[Collected data]
------------------------------------------------------------

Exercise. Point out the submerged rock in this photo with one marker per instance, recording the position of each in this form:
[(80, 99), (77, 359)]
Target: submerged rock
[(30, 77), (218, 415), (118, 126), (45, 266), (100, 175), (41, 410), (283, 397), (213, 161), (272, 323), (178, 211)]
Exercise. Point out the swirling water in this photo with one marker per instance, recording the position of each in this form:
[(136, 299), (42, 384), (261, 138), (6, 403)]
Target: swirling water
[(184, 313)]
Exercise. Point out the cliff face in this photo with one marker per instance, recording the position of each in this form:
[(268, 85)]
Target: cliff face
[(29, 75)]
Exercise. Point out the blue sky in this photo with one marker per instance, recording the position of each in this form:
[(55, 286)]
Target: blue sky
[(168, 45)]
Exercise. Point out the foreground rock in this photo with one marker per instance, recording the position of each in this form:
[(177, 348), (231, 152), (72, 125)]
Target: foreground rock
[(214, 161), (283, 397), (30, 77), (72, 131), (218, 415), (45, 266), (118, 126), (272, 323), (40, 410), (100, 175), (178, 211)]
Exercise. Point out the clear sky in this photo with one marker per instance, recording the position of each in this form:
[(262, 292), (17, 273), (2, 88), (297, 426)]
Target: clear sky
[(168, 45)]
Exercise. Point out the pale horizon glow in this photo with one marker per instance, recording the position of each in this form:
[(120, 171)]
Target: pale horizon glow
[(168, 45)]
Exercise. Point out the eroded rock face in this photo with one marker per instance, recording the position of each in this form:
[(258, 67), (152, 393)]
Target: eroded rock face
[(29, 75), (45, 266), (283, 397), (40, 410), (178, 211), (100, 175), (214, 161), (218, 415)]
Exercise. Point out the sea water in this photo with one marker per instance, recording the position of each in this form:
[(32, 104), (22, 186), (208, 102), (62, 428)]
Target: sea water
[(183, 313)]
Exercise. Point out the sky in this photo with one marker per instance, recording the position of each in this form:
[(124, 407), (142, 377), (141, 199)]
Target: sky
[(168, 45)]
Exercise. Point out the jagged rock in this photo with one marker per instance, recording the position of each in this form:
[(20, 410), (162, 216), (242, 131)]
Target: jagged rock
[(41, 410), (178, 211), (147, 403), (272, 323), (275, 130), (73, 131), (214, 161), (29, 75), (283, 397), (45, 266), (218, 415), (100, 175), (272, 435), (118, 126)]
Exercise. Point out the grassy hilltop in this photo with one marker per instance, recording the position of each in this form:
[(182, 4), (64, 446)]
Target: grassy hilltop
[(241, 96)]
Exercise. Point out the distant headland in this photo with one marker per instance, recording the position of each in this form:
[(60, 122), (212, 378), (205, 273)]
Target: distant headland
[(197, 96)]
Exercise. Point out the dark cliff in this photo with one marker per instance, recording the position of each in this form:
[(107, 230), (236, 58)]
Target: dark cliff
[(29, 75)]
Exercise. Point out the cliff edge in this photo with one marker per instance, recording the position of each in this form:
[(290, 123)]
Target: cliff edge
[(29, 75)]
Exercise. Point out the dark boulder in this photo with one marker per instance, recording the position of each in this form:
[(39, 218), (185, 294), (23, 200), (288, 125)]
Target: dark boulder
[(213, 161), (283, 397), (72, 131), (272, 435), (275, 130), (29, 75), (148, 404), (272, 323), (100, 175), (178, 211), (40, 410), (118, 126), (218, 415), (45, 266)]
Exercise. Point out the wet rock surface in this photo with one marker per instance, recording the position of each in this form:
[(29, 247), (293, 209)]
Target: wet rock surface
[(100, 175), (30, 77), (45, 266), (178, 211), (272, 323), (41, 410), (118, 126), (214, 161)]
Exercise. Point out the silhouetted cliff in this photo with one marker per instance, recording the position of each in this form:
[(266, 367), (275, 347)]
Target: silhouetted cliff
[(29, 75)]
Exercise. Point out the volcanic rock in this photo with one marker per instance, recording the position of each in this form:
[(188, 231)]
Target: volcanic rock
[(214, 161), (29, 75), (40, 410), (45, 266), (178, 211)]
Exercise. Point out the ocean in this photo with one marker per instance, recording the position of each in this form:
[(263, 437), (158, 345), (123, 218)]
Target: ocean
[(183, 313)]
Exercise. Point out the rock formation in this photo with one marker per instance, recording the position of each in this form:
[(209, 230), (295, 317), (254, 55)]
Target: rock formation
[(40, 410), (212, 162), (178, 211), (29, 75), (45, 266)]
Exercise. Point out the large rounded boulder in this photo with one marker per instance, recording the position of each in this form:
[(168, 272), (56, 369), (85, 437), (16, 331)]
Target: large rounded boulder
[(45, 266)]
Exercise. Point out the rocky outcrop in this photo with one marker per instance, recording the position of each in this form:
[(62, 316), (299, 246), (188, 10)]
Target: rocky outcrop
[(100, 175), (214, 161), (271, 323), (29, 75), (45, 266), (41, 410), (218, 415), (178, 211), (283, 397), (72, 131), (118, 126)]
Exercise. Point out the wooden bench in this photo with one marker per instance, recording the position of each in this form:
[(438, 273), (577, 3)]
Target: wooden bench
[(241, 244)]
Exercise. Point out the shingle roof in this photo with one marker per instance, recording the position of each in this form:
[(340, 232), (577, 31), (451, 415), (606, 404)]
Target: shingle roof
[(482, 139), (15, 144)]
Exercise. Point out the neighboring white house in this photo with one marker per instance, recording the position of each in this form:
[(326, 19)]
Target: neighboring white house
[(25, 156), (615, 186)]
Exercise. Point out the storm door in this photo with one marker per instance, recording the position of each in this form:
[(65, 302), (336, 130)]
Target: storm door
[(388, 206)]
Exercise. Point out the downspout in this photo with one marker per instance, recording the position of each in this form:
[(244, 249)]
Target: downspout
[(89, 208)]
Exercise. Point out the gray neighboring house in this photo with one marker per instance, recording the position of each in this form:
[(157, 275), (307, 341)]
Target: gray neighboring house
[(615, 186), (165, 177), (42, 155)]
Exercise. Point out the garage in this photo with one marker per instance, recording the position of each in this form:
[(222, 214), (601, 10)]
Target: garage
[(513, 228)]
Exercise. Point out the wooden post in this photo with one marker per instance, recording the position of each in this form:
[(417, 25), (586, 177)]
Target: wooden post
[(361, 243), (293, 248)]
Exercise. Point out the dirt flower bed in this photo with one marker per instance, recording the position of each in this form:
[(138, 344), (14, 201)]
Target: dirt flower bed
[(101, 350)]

------------------------------------------------------------

SHORT EXERCISE — Give all the records again. Match them exactly.

OUTPUT BELOW —
Exercise. Point out the submerged rock in this photo with one marker per instance, recording the position of each in this form:
[(80, 99), (77, 359)]
Target: submerged rock
[(30, 77), (218, 415), (118, 126), (45, 266), (100, 175), (41, 410), (283, 397), (213, 161), (272, 323), (178, 211)]
Exercise. Point out the swirling water in this photo with one marker per instance, recording the position of each in this form:
[(136, 299), (42, 384), (261, 138), (6, 403)]
Target: swirling water
[(184, 313)]
Exercise. Point out the cliff face in this photo with one marker per instance, recording the position of each in this form:
[(268, 85)]
Target: cliff face
[(29, 75)]
Exercise. Point out the blue sky in this photo with one marker per instance, recording the position of each in this form:
[(55, 286)]
Target: blue sky
[(168, 45)]
Exercise. Point out the foreground rock in this photo with one marker per instance, recording the position of each in this form:
[(177, 348), (231, 152), (72, 125)]
Target: foreground rock
[(214, 161), (283, 397), (30, 77), (72, 131), (218, 415), (45, 266), (118, 126), (272, 323), (40, 410), (100, 175), (178, 211)]
Exercise. Point out the clear sky in this photo with one marker per instance, recording the position of each in this form:
[(262, 292), (17, 273), (2, 88), (297, 426)]
Target: clear sky
[(168, 45)]
Exercise. Point out the pale horizon glow in this photo with one marker per instance, recording the position of each in this form:
[(120, 171)]
Target: pale horizon glow
[(168, 45)]
Exercise. Point out the eroded rock face in this photo with one marker per instance, recording the position of each in this form:
[(258, 67), (152, 393)]
Target: eroded rock face
[(29, 75), (45, 266), (283, 397), (40, 410), (178, 211), (100, 175), (214, 161), (218, 415)]
Exercise. Point out the sea water in this photo with one marker per instance, recording the position of each in this form:
[(32, 104), (22, 186), (208, 102), (62, 428)]
Target: sea water
[(183, 313)]
Exercise. Point out the sky in this photo with one marker per instance, recording the position of each in this form:
[(124, 407), (142, 377), (141, 199)]
Target: sky
[(168, 45)]
Exercise. Point out the jagged rock in this photo with one marker per instance, recording the position of each in this form:
[(20, 410), (162, 216), (242, 131)]
Target: jagged rock
[(41, 410), (178, 211), (147, 403), (272, 323), (275, 130), (73, 131), (214, 161), (29, 75), (283, 397), (45, 266), (218, 415), (100, 175), (272, 435), (118, 126)]
Exercise. Point out the grassy hilltop in this photo with one marker per instance, recording the position of each in this form:
[(182, 4), (64, 446)]
Target: grassy hilltop
[(241, 96)]
Exercise. Point out the distant headland in this photo with one marker per instance, recording the position of each in this form:
[(60, 122), (212, 378), (205, 273)]
Target: distant headland
[(197, 96)]
Exercise. Point out the dark cliff in this photo with one marker per instance, recording the position of each in this form:
[(107, 230), (236, 58)]
Target: dark cliff
[(29, 75)]
Exercise. Point out the cliff edge in this photo with one marker per instance, recording the position of each in this form:
[(290, 123)]
Target: cliff edge
[(29, 75)]
Exercise. Point out the dark boulder in this photo with one marker per instance, recording the position of each in this form:
[(39, 218), (185, 294), (23, 200), (288, 125)]
Target: dark boulder
[(213, 161), (283, 397), (72, 131), (272, 435), (275, 130), (29, 75), (148, 404), (272, 323), (100, 175), (178, 211), (40, 410), (118, 126), (218, 415), (45, 266)]
Exercise. Point out the wet rock surface in this photo with one marker per instance, recording the position of each in this form:
[(29, 247), (293, 209)]
Target: wet rock surface
[(100, 175), (30, 77), (45, 266), (178, 211), (272, 323), (41, 410), (118, 126), (214, 161)]
Exercise. Point out the silhouetted cliff in this photo with one marker per instance, recording the position of each in this form:
[(266, 367), (275, 347)]
Target: silhouetted cliff
[(29, 75)]
Exercise. Point out the volcanic rock in this photo with one marker per instance, recording the position of each in this form:
[(188, 231)]
Target: volcanic rock
[(214, 161), (29, 75), (40, 410), (45, 266), (178, 211)]
Exercise. Point out the ocean in this photo with one marker per instance, recording the position of each in this form:
[(263, 437), (158, 345), (123, 218)]
Target: ocean
[(183, 313)]
Exercise. Point out the rock formation in this photo with one marker per instance, recording the position of each in this form:
[(209, 230), (295, 317), (254, 55)]
Target: rock formation
[(40, 410), (212, 162), (178, 211), (29, 75), (45, 266)]
Exercise. Point out the large rounded boulder in this photo with one marker per instance, recording the position of each in this form:
[(168, 272), (56, 369), (85, 437), (16, 331)]
Target: large rounded boulder
[(45, 266)]
Exercise. Point out the rocky outcrop in this photo with one marker per instance, recording the position of each in this form:
[(62, 316), (299, 246), (188, 10)]
Target: rocky outcrop
[(100, 175), (214, 161), (271, 323), (29, 75), (45, 266), (41, 410), (218, 415), (178, 211), (283, 397), (72, 131), (118, 126)]
Exercise. Point out the wooden bench in this photo with one marker per instance, recording the position of each in this form:
[(438, 273), (577, 3)]
Target: wooden bench
[(241, 244)]
Exercise. Point out the shingle roof in this photo with one marker per instance, recording the position of each in this form:
[(340, 232), (577, 31), (451, 415), (606, 404)]
Target: shingle roof
[(482, 139), (15, 144)]
Exercise. Point out the neighboring white house in this photo with one marker per instance, recording the position of each in this form:
[(326, 19)]
Target: neighboring white house
[(25, 156), (615, 186)]
Exercise. Point out the storm door in this photo with one marker per instance, recording the position of each in this form:
[(65, 302), (336, 130)]
Target: storm door
[(388, 206)]
Exercise. Point out the downspout in this photo with one marker per instance, recording the position of each in this form:
[(244, 249)]
Target: downspout
[(89, 208)]
Exercise. Point out the gray neighboring house in this photo with one marker per instance, recording the position of each in this form:
[(157, 275), (307, 341)]
Target: gray neighboring house
[(615, 186), (165, 177), (42, 155)]
Exercise. Point out the garage in this photo with one marker per instance, recording the position of each in this form:
[(222, 214), (601, 10)]
Target: garage
[(513, 228)]
Exercise. Point out the wooden post in this photo with one marker per instance, recording the position of each in this form:
[(417, 25), (586, 177)]
Target: wooden post
[(361, 243), (293, 248)]
Exercise. Point out the dirt flower bed in this photo with one marker per instance, recording the position of each in this form:
[(138, 344), (14, 201)]
Target: dirt flower bed
[(101, 350)]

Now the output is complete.